= TEXT BLOCK =
☆ ☆ ☆ ☆ ☆
The title of this post came about in a conversation recently amongst some friends and colleagues. It refers to two events. One of these was the terrorist attack on three very public places in Mumbai of which there has been saturation coverage in the media. Hundreds have again died, just months after similar though not quite the same kind of attack in Delhi, Jaipur and other places. For a few days there is enhanced security, talk of setting up an FBI like organisation, improving intelligence. Then it's all forgotten and we are back where we started, till the next attack.

The second event got little or no coverage in the press (except a bit in the local newspapers) and that was Cyclone 'Nisha' hitting Chennai. Coincidentally the two events spanned the same few days. Some of us in so called 'low-lying areas' had to leave our houses and apartment buildings and take shelter with friends, relatives and colleagues to avoid being marooned in a sea of water. Every year there is flooding and large parts of the city resemble a lake with bits of buildings sticking out from under the water. Every year the Corporation claims it has redone the storm water drains and things will be better - and they remain the same. Of course this year was particularly bad, as bad as 2005, the intervening years have been somewhat less destructive. And so it goes - people crib, complain and then finally, with no other option, grit their teeth and bear it. The total number of people who died in the coastal areas of Tamil Nadu due to this cyclone is in the same ball park as the Mumbai attack.

All this is supposed to show we are a resilient culture. But this is just wishful thinking (or to put it more politely, hogwash) - making a virtue of inaction. So I wonder, is it some kind of fatalism that affects all Indians, borrowed from Hinduism, that you suffer because you deserve it, you must have done something bad in your past life. The inexorable law of karma justifies not only the misfortune but provides an escape route from finding a long term solution to a crisis. Interestingly, I think Christians and Muslims seems also to have been affected by this ingrained fatalism bug. It's probably the price we pay for being Indians.
☆ ☆ ☆ ☆ ☆
[Segmentation mask data]
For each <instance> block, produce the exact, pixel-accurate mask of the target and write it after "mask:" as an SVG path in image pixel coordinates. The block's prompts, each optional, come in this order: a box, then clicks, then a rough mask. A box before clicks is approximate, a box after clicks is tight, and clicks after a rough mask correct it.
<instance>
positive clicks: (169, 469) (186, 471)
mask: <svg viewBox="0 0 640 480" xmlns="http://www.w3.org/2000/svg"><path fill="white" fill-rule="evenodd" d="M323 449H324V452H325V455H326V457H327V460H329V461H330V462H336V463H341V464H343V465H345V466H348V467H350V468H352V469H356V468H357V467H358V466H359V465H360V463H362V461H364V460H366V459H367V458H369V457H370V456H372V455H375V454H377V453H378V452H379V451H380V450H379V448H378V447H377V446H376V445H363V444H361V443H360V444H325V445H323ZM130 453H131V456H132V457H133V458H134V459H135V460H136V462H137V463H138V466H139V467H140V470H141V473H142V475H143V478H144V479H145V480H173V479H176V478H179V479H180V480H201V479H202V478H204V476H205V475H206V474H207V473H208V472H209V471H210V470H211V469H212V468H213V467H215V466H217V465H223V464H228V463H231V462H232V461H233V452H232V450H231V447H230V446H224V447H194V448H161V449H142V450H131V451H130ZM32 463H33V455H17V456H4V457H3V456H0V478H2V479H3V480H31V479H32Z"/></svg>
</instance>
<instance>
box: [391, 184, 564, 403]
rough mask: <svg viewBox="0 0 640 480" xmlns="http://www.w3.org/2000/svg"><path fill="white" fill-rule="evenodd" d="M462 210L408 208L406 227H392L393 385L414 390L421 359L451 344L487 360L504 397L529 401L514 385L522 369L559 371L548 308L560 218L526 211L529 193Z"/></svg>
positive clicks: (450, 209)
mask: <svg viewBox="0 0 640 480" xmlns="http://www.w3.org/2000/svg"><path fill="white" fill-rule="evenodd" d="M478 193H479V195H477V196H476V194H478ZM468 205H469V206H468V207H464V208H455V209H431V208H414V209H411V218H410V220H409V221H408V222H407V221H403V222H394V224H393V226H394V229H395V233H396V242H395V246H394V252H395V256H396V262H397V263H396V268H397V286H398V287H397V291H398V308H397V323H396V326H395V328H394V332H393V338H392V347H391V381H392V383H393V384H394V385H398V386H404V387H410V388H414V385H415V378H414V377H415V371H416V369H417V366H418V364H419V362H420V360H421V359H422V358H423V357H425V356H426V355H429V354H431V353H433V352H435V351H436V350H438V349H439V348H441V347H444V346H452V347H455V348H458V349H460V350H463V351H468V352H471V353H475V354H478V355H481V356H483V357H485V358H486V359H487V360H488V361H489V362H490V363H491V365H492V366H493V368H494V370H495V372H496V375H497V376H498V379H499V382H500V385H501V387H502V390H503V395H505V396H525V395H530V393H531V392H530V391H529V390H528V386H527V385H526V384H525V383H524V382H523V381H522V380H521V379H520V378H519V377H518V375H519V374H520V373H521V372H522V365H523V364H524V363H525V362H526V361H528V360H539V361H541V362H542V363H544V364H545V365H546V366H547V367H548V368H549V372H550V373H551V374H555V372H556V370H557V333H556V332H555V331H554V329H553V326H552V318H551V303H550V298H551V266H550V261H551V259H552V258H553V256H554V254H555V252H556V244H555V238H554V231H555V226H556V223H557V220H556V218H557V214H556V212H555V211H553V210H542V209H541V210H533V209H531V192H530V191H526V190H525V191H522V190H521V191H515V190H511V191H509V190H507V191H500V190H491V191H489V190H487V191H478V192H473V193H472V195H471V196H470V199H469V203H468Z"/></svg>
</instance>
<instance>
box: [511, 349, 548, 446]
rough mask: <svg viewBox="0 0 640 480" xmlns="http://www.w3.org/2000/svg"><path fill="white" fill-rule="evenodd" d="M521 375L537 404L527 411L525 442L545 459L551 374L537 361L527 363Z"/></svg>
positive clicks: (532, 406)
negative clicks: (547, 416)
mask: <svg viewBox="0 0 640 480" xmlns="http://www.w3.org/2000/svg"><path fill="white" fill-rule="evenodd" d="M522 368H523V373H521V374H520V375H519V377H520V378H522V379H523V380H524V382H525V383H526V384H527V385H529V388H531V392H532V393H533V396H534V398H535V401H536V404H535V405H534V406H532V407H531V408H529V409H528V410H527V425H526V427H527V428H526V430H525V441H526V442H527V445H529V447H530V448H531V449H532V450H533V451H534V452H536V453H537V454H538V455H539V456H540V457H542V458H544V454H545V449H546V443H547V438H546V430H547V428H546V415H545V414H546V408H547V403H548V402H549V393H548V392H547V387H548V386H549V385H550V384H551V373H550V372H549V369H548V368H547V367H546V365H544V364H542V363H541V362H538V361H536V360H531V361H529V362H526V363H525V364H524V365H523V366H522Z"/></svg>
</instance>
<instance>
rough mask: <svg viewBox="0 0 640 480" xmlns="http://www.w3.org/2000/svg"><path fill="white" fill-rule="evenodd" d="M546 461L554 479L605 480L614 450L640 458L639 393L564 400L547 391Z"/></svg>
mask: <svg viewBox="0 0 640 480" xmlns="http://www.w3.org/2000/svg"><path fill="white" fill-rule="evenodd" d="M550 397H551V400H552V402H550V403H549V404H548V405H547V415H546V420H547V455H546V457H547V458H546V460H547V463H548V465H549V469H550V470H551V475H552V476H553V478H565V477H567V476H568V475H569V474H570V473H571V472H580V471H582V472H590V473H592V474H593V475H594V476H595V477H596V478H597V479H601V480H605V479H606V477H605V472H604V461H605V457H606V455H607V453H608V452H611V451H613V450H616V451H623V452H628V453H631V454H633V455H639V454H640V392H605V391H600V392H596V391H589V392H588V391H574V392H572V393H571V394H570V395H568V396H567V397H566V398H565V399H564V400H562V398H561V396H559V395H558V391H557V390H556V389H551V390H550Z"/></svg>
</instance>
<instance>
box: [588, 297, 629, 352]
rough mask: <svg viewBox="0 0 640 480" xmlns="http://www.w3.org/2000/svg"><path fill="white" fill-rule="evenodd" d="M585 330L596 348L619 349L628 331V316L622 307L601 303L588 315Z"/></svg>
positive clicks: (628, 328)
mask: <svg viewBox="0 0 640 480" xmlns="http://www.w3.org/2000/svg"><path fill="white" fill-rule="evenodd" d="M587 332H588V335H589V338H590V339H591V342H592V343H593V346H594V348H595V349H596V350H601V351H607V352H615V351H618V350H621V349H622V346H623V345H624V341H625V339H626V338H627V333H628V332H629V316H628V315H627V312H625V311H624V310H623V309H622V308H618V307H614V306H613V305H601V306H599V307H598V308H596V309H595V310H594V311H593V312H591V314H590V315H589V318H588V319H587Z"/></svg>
☆ ☆ ☆ ☆ ☆
= REQUEST 1 =
Reproduce the passage of the post on the Mumbai attack and Cyclone Nisha, everything from "The title of" down to "the next attack.".
= REQUEST 2 =
Take the post on the Mumbai attack and Cyclone Nisha further, picking up after its final sentence.

= REPLY 1 =
The title of this post came about in a conversation recently amongst some friends and colleagues. It refers to two events. One of these was the terrorist attack on three very public places in Mumbai of which there has been saturation coverage in the media. Hundreds have again died, just months after similar though not quite the same kind of attack in Delhi, Jaipur and other places. For a few days there is enhanced security, talk of setting up an FBI like organisation, improving intelligence. Then it's all forgotten and we are back where we started, till the next attack.

= REPLY 2 =
How many disasters, deaths, tribulations must one suffer before concerted preventive action becomes the norm? Is it so difficult to improve intelligence, to improve coordination between agencies, provide high tech equipment, take tips from other countries which are also battling terrorism. I do not advocate, unlike the BJP, something akin to the Patriot Act which throws fundamental rights to the winds and loosens the restrictions on security forces to misusing their powers. The law of the land is not the problem. It is also impossible really to completely secure open public spaces. However we can, with some effort, have better intelligence and importantly, make use of it.

Similarly surely we (or City Corporations) can make a concerted effort to improve infrastructure so that people's lives are not made a living hell with monotonous regularity. Being rendered homeless, or made a refugee even for a short period, is an experience that one can do well without.

So all this brings me to the title of the post -- forbearance. Is that then a virtue or just plain incompetence?

Tailpiece: For a different aspect of the Mumbai attack, see Martha Nussbaum's article. For a clearly balanced and non-partisan view of South Asian Jihadi Groups, read Hussain Haqqani's article. Hussain Haqqani is a diplomat who is presently Pakistan's ambassador to the US.

Comments, as always, welcome.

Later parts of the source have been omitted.